• **THE PROBLEM**: Transcribe every entry word for word, leaving out all images.
------
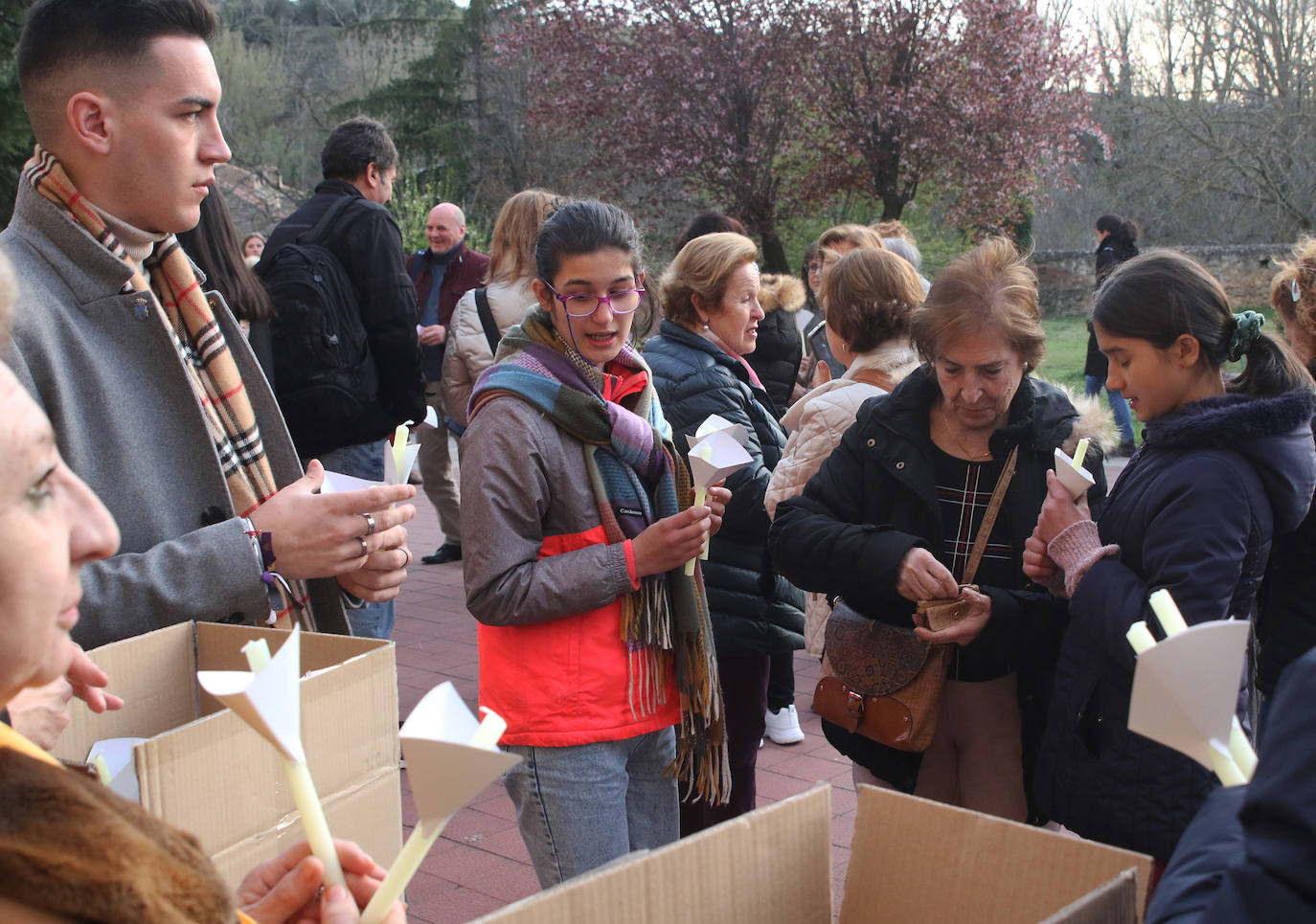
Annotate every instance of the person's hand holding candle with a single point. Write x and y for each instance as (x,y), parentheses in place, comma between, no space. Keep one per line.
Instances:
(1059,511)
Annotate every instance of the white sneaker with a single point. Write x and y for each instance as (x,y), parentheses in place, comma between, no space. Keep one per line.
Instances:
(783,726)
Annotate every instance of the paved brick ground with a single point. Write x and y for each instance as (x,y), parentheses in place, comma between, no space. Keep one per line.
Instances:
(481,863)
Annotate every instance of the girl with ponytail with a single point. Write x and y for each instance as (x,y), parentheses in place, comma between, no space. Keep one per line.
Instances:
(1224,466)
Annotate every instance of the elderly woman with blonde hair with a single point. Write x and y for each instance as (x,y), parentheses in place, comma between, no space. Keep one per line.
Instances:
(873,295)
(893,513)
(711,315)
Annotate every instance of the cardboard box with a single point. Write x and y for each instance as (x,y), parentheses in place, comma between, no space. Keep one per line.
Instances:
(204,770)
(912,861)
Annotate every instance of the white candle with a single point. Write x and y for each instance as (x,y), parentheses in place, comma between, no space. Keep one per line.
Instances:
(421,840)
(400,448)
(1167,611)
(699,502)
(1140,638)
(1239,748)
(404,868)
(303,787)
(1079,452)
(1224,765)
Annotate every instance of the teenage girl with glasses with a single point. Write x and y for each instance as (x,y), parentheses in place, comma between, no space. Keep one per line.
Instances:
(592,642)
(1224,466)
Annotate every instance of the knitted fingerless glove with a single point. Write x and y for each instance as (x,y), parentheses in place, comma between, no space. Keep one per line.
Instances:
(1077,549)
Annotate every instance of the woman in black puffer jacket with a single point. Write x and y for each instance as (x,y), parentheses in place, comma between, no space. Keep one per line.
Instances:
(711,316)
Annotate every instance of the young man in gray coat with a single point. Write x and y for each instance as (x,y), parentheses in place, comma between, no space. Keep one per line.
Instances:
(155,397)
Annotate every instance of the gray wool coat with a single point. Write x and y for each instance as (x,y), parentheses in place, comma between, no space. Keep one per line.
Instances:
(106,374)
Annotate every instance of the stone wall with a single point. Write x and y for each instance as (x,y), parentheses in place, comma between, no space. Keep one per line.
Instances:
(1066,277)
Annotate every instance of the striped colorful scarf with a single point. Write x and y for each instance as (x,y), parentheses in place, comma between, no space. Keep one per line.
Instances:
(629,466)
(201,349)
------
• **THE ANSWER**:
Annotate every instance of the person's hand holding candle with a single point. Write x and y for each instance as (x,y), parentheses in place, comma between, no space. Keep one per line.
Instances:
(1059,511)
Annotate every instance of the white sneaker with a single point. Write x and y for each instance as (x,y), parentheses in place, comma between, no space. Keep one per line.
Instances:
(783,726)
Annotate every instance of the paved brick ground with a single point. Write x and y for each instance as (x,y), parentheses in place, comma between, no space. Keep one per line.
Instances:
(481,863)
Annotate every instance of the girl with ponytail with a single point. Write x and y for each instance as (x,y), parentheses in place, comma between, no space. Keep one per line.
Instances:
(1224,466)
Annotate every instance of the elderly woman with blonde hair with a single point. Write x and y for each instance as (x,y), parentheses in place, comma between, no space. Keep one per line.
Instances:
(873,295)
(893,513)
(711,315)
Annotate every instance of the cardboard box with a single point. Write x and y for each instance as (x,y), parentheses in place, comma between, no space. Keep one per line.
Instances:
(204,770)
(912,861)
Annotate every instance of the white candle with a single point. Write x and y for each instance as (x,y), parentheses in place, comma between, no space. Keep one per line.
Instances:
(421,840)
(400,448)
(1167,611)
(699,502)
(1140,638)
(1239,748)
(404,868)
(303,787)
(1079,452)
(1224,765)
Annotate every instance of the teenage girl with glasses with a single point. Write x and y for each instance as (x,y), parentheses in place, comma between, no space. Keep one per line.
Instances:
(592,642)
(1224,466)
Annotate every instance of the knitted fingerless glove with a single point. Write x and y for each instance as (x,y), parentheses in place, comma between, no space. Keep one per line.
Instances:
(1077,549)
Annotate every instance of the woman in black puffer jacket with a single point. Write x and y for each instance as (x,y), parentheses in place, comma between, no space. Keep one per line.
Instances:
(711,316)
Annotate every instance of the young man in gray coat with a single point. Write x and y for each instance as (x,y), parentheses in place, comma between, no space. Keep one per line.
Instances:
(155,397)
Annotate every instance of the gray wool coat with a single point. Write x and y for each instance as (x,y), parentheses in place, comma between, no space. Keep one per line.
Instances:
(106,374)
Annotate every instance of the stone wall with a single point. Write x and y for each instance as (x,y), parentheses in place, comma between, no space. Keep one per line.
Instances:
(1066,277)
Annotate every instance of the striped colorful scarf with a single point. Write x and y for each instance as (x,y), parentheses in place, comma between, no space. Keep one per line.
Instances:
(629,466)
(201,349)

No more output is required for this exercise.